Through 10 games, Harper is hitting .171 with a .237 on-base percentage and has yet to record an extra-base hit (Nationals Journal). He also looked overmatched at the Future's Game. So what does this mean?
Not a damn thing.
He's 18. Making the transition from the lower levels of the minors (Rookie ball, Low-A, High-A) to the upper levels (Double-A, Triple-A) is the toughest transition for a player this side of when they hit the majors. He even skipped a level. Plus, 10 games is hardly a representative sample from which to draw conclusions and he started slow in Low-A. It's possible he tears up Double-A pitching starting next game.
If we can say anything definitively, maybe it's that this is good for the fans clamoring for a quick Harper promotion. He's going to be special in a Nationals uniform, just not in 2011 and probably not 2012 either.
NOT SATISFIED: After trading Tuesday night for infielder Jeff Keppinger, Giants general manager Brian Sabean said he was working on "something much bigger" before the move and that he's not done making an effort to improve the badly flawed offense (Extra Baggs).
GMs ON HOT SEAT: Ken Rosenthal at Fox Sports breaks down some general managers who may be out of a job by the time we turn the page to next season. The ones he lists on the hot seat are Ed Wade of the Astros and Jim Hendry of the Cubs. I'd argue pretty vehemently both should be canned immediately, so no shock there. Also of intrigue, Rosenthal says Yankees GM Brian Cashman and Rays GM Andrew Friedman might step away from their current posts. It would be interesting to see how quickly each is snatched up by other teams.

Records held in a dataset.

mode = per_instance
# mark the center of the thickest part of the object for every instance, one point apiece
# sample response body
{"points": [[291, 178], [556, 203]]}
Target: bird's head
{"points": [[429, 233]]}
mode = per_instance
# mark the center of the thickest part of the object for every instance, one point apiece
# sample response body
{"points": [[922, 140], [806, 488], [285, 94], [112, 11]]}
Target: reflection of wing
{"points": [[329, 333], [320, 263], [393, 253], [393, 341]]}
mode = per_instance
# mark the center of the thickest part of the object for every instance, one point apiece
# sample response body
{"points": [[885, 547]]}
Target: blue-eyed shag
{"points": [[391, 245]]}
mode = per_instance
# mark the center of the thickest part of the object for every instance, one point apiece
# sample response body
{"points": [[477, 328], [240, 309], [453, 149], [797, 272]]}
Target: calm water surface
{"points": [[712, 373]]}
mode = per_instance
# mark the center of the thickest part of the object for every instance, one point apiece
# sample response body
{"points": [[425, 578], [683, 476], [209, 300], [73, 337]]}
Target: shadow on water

Request.
Answer from the baseball excerpt:
1. What batting average has Harper posted through 10 games?
2. Which infielder did the Giants acquire in a trade Tuesday night?
3. Which two general managers does Rosenthal place on the hot seat?
Rely solely on the baseball excerpt to respond.

Solved exercise.
1. .171
2. Jeff Keppinger
3. Ed Wade of the Astros and Jim Hendry of the Cubs